■ **TEXTE EXTRAIT**
Monsieur le président, madame la secrétaire d’État, mes chers collègues, je me réjouis que débute aujourd’hui l’examen d’un projet de loi que l’on nous promettait depuis longtemps et qui était très attendu. En effet, il n’y a guère eu de texte d’importance sur le thème du numérique depuis la loi de 2004 pour la confiance dans l’économie numérique, dont je fus le rapporteur pour la commission des affaires économiques.
Dans un domaine où tout évolue si rapidement, il est bon d’actualiser des dispositions dont certaines ont déjà une douzaine d’années, mais aussi de traiter de nouvelles questions, qui ne se posaient pas voilà quelques années, mais qui sont devenues tout à fait fondamentales ; je pense en particulier à la notion de neutralité du net et à la régulation des plateformes.
Il est bon aussi, de mon point de vue, d’avoir ouvert l’élaboration du texte à la concertation, dans l’esprit de l’économie collaborative qu’il promeut. Je voudrais souligner l’aspect novateur de cette démarche, mise en œuvre à travers une consultation en ligne, et dont on peut penser qu’elle sera rééditée à l’avenir pour d’autres textes, sans bien entendu devenir systématique.
Il reste toutefois certaines interrogations sur l’économie générale du projet de loi.
Ainsi, nous nous sommes interrogés sur l’opportunité de certaines mesures, notamment celles figurant aux articles 21 à 24, relatifs à la régulation des plateformes, qui anticipent le règlement européen relatif à la protection des données personnelles. Dans la mesure où ce règlement doit être adopté définitivement dans peu de temps et entrera en vigueur d’ici à deux ans, fallait-il prendre dès à présent des mesures en droit interne, au risque que certaines ne soient pas entièrement compatibles avec les futures règles européennes et que celles-ci nous obligent à modifier notre droit dans quelques mois ?
Madame la secrétaire d’État, nous comprenons bien votre souci d’être pionnière dans ce domaine et de pousser les institutions européennes dans la bonne direction en allant plus loin qu’elles ; mais il ne faudrait pas que cela se fasse au détriment de la sécurité juridique de nos entreprises. De ce point de vue, n’y a-t-il pas un risque de segmentation nationale du droit européen du numérique, nos entreprises étant soumises à un cadre plus contraignant que celui applicable à leurs concurrents dans d’autres États membres de l’Union européenne ? Cette inquiétude est revenue fréquemment dans nos auditions et je me dois de la relayer.

■ **ÉNONCÉ A**
Citez les destinataires interpellés au tout début de la première phrase de l'extrait.

(Données d'étiquetage par coordonnées)

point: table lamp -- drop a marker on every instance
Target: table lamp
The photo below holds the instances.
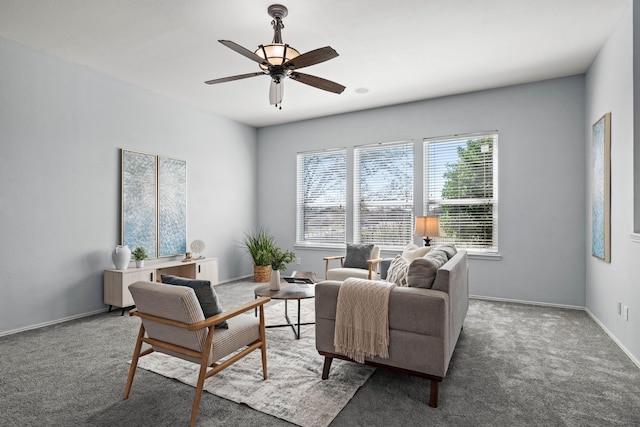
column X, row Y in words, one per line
column 427, row 226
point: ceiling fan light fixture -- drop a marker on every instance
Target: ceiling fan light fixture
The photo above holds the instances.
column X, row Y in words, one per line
column 276, row 53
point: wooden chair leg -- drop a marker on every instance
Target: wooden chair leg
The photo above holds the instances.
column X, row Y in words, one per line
column 263, row 347
column 433, row 395
column 134, row 362
column 196, row 400
column 326, row 367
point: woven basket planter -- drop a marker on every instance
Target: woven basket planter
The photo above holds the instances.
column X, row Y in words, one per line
column 261, row 273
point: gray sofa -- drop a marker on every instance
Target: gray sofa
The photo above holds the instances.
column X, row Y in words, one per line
column 424, row 324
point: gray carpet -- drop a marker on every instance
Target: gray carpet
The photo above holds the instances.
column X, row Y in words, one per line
column 515, row 365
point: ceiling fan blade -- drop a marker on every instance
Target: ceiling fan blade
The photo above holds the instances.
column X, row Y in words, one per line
column 232, row 78
column 318, row 82
column 244, row 52
column 276, row 91
column 311, row 58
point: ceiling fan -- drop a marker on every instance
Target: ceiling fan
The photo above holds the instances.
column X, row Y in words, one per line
column 278, row 60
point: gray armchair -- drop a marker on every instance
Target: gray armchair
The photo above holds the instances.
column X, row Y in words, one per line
column 360, row 261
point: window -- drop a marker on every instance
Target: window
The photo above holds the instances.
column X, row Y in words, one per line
column 461, row 187
column 383, row 194
column 321, row 199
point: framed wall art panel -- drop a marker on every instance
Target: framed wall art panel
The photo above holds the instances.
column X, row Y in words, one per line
column 601, row 185
column 172, row 206
column 139, row 201
column 154, row 203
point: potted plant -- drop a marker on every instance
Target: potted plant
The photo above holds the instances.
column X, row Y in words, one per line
column 139, row 254
column 259, row 245
column 279, row 261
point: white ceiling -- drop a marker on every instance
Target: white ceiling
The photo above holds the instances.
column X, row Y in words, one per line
column 400, row 51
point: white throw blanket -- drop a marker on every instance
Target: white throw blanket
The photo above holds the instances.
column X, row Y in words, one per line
column 362, row 319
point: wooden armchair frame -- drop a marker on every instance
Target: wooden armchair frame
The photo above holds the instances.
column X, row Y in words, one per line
column 203, row 356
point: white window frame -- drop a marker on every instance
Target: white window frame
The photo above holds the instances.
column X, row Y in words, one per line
column 386, row 238
column 337, row 200
column 432, row 201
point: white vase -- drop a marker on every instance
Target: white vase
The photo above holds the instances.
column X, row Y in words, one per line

■ **ÉNONCÉ B**
Recopiez s'il vous plaît les lignes des enregistrements depuis leur début jusqu'à la ligne contenant « column 326, row 367 », celle-ci comprise. Omettez les images.

■ **CORRIGÉ A**
Monsieur le président
madame la secrétaire d'État
mes chers collègues

■ **CORRIGÉ B**
point: table lamp -- drop a marker on every instance
Target: table lamp
The photo below holds the instances.
column X, row Y in words, one per line
column 427, row 226
point: ceiling fan light fixture -- drop a marker on every instance
Target: ceiling fan light fixture
The photo above holds the instances.
column X, row Y in words, one per line
column 276, row 53
point: wooden chair leg -- drop a marker on every instance
Target: wooden chair leg
The photo above holds the instances.
column X, row Y in words, one per line
column 263, row 347
column 433, row 395
column 134, row 362
column 196, row 400
column 326, row 367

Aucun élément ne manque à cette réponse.